__Problem details__
In the text on culture and psychological testing, what does Malgady say we should assume?

Text Start Marker

For much of the history of Western psychology, investigators and theorists believed that many basic psychological processes were universal, that is, that they transcended individual cultures (e.g., Moreland, 1996; Padilla & Medina, 1996). More psychologists now recognize that culture has the omnipresent impact. For example, the APA's current
Diagnostic and Statistical Manual of Mental Disorders (fourth edition, or DSM-IV) was improved over its predecessor, DSM-III-R, by "including an appendix that gives instructions on how to understand culture and descriptions of culture-bound syndromes" (Keitel, Kopala, & Adamson, 1996, p. 35).
Malgady (1996) has extended this argument. He has stated that we should actually assume cultural nonequivalence rather than cultural equivalence. Of course, much of the work of cross-cultural psychologists and other researchers is determining whether our measures are equivalent and appropriate (not biased). Clearly, if we are unable to make parallel tests that are usable in more than one culture and whose scores are comparable in the varying cultures, then we do not have an ability to compare cultures. Helms (1992), too, has asked this question with a particular reference to intelligence testing, arguing that intelligence tests are oriented to middle-class, White Americans.
What about working with individuals with similar-appearing psychological concerns in different cultures, especially where a useful measure has been identified in one culture? Can we use comparable, but not identical, psychological measures in different cultures? Indeed, we should probably use culture-specific measures, even though these measures cannot be used for cross-cultural comparisons (van de Vijver, 2000). If we use measures that have been translated or adapted from other cultures, we need to revalidate them in the new culture. In some circumstances, we may also need to use assessments of acculturation as well as tests of language proficiency before we use tests with clients requiring assessment. (See Geisinger, 2002, for a description of such an assessment paradigm.)

Text End Marker
Information shown Start Marker

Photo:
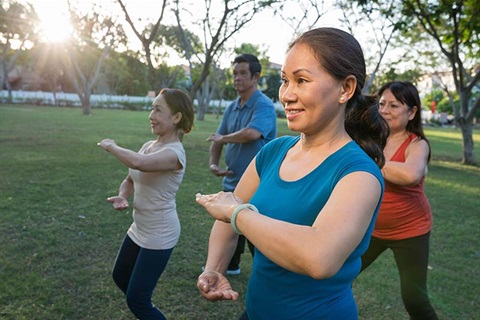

Information shown End Marker

__Response box__
We should assume cultural nonequivalence rather than cultural equivalence.